Where the line with "Mark the light" appears in the records below, start there and transcribe each line exactly through the last.

(Stored items from a collection)

**********

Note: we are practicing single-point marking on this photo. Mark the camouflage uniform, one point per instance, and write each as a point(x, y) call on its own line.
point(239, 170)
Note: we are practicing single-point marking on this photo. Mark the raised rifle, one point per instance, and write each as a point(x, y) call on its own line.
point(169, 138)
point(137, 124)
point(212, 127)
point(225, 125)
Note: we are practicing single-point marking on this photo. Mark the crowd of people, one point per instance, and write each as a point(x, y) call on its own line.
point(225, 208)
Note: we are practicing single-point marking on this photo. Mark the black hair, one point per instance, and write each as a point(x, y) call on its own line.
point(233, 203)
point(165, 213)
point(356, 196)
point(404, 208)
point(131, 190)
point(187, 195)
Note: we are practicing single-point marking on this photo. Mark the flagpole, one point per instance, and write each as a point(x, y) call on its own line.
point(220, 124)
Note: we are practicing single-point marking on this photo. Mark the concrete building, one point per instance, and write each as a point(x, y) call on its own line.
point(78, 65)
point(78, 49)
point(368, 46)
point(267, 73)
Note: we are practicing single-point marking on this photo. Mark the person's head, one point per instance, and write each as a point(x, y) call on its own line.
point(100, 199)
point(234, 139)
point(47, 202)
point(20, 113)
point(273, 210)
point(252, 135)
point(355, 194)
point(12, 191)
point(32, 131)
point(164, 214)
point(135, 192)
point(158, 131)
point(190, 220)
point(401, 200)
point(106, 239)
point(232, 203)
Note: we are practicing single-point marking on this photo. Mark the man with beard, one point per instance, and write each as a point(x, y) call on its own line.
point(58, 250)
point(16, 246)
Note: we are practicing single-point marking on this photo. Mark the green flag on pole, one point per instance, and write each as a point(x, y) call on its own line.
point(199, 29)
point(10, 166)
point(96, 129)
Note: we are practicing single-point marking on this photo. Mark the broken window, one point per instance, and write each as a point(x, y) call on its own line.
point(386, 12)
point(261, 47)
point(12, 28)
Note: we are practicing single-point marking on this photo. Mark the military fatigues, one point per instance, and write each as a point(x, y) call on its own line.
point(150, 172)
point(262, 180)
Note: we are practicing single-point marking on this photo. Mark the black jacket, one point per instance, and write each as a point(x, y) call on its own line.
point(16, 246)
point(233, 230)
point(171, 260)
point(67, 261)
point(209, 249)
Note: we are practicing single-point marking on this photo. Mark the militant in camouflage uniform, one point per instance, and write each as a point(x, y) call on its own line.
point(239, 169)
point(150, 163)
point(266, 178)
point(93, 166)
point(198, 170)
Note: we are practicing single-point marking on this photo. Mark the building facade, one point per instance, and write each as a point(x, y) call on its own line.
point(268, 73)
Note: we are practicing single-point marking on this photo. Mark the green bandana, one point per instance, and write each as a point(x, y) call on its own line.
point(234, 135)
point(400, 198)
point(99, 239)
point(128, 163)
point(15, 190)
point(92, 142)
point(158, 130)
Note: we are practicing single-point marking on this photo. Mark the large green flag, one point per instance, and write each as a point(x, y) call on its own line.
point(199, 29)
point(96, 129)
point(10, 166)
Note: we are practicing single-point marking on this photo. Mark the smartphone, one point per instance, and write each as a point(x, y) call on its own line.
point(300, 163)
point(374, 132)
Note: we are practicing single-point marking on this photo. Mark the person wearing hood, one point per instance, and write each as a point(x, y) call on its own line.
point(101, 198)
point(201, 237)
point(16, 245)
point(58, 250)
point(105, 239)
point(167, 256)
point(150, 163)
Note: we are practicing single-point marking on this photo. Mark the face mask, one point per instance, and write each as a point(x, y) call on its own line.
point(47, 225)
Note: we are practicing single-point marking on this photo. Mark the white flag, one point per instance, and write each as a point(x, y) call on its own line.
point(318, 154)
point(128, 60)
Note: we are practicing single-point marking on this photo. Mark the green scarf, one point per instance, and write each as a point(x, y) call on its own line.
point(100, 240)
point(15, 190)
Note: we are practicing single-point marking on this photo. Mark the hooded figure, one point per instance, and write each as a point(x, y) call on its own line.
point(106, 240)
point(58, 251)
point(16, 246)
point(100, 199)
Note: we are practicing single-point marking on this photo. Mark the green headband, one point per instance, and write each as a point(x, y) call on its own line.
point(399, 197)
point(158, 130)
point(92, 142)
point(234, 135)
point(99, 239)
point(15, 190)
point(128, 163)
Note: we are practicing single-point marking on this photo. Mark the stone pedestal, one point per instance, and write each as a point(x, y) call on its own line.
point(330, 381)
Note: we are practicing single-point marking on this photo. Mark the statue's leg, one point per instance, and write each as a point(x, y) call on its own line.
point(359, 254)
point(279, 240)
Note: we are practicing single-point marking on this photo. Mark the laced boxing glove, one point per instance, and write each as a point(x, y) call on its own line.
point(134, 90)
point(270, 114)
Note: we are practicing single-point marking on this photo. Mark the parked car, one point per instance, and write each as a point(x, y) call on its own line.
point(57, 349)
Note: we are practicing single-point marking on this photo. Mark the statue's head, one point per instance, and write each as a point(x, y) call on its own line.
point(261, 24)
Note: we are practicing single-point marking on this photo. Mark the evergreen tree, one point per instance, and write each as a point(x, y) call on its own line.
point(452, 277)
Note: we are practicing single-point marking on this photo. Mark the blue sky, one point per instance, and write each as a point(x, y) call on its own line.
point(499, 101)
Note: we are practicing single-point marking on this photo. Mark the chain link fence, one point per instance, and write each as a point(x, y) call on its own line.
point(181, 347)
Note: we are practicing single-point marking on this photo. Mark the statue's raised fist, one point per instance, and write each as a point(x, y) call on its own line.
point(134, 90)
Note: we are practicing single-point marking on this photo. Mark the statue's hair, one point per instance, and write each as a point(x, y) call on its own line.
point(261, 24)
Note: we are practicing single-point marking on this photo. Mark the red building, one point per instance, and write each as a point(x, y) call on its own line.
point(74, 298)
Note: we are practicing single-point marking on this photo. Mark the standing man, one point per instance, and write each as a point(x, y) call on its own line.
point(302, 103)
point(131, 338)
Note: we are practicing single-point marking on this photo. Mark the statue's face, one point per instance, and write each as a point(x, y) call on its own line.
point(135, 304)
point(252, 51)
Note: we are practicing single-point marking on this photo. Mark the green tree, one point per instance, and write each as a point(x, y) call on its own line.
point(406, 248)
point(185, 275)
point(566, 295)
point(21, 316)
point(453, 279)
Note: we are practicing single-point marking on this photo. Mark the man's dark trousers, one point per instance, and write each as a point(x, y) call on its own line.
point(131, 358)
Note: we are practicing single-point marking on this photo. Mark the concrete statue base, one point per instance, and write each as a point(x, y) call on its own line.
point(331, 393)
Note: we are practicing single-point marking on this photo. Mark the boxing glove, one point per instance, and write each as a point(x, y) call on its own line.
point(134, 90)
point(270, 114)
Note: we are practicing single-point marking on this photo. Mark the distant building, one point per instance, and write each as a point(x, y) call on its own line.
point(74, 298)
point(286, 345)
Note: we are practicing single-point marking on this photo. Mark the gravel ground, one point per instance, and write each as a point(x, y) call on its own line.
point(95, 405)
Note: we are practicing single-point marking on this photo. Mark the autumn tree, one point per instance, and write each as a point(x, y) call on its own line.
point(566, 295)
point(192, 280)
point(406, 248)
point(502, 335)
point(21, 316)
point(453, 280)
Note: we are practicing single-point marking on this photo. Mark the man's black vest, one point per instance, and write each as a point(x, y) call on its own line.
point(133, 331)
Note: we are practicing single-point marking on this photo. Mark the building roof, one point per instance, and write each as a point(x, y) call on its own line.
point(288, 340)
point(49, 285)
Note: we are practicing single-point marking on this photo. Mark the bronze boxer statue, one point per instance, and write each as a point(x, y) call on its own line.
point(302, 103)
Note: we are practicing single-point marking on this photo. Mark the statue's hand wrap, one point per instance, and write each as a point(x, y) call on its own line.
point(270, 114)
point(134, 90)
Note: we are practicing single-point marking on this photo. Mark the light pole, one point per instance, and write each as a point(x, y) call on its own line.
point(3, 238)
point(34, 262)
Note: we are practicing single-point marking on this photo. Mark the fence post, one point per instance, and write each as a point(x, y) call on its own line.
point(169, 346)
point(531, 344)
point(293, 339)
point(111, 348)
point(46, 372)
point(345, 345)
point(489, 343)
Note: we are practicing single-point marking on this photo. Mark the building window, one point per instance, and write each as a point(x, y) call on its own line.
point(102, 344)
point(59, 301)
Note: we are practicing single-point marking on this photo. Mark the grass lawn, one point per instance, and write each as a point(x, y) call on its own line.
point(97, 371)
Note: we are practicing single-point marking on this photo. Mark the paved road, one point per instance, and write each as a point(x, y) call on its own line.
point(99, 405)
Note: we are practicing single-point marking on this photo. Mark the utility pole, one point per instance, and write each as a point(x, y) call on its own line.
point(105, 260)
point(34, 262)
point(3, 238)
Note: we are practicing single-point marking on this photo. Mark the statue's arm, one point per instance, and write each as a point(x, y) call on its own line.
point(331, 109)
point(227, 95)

**********

→ **Answer to the exercise**
Note: we are practicing single-point marking on this photo. Mark the light pole, one point per instance, and write each as a point(x, y) call on its own line.
point(3, 238)
point(34, 262)
Note: we are practicing single-point marking on this photo. Mark the fence post, one point per instance, and write each as a point(x, y) call on its own line.
point(169, 346)
point(531, 344)
point(293, 339)
point(111, 348)
point(46, 372)
point(345, 345)
point(489, 343)
Note: we are practicing single-point marking on this photo. Mark the building window, one point per instance, and write each as a point(x, y) call on its own line.
point(102, 344)
point(59, 301)
Note: we are practicing single-point marking on this photo. Mark the grass lawn, one point per instance, and write each as a point(x, y) call on its own line.
point(97, 371)
Note: we are practicing single-point marking on this photo. Mark the paved road, one point per instance, and write each as a point(x, y) call on its own line.
point(99, 405)
Note: we are practicing single-point marking on this photo. Mark the utility pole, one point per instance, and write each as a point(x, y) call on its own line.
point(105, 260)
point(34, 262)
point(3, 238)
Note: we are practicing single-point marking on this photo. Mark the statue's arm, one point per instance, and write each as a point(x, y) call on its own line.
point(331, 109)
point(227, 95)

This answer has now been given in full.